**Records shown:**
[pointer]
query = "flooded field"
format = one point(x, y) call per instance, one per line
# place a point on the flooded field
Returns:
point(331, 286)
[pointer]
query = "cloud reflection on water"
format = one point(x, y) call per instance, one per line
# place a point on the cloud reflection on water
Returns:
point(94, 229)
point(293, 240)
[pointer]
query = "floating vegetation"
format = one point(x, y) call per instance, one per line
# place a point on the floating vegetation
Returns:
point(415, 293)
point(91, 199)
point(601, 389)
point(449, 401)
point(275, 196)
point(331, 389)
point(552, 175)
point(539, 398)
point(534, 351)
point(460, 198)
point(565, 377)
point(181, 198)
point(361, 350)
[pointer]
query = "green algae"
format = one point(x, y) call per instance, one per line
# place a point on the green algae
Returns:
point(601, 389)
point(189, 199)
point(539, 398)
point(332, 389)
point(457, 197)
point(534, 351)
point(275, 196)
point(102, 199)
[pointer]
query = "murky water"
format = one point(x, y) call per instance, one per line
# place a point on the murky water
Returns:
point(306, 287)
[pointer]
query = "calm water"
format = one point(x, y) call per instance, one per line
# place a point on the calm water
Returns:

**Work to complete:**
Your answer is a single number: how many lines in the listing above hold "vegetation"?

**Answer section:**
2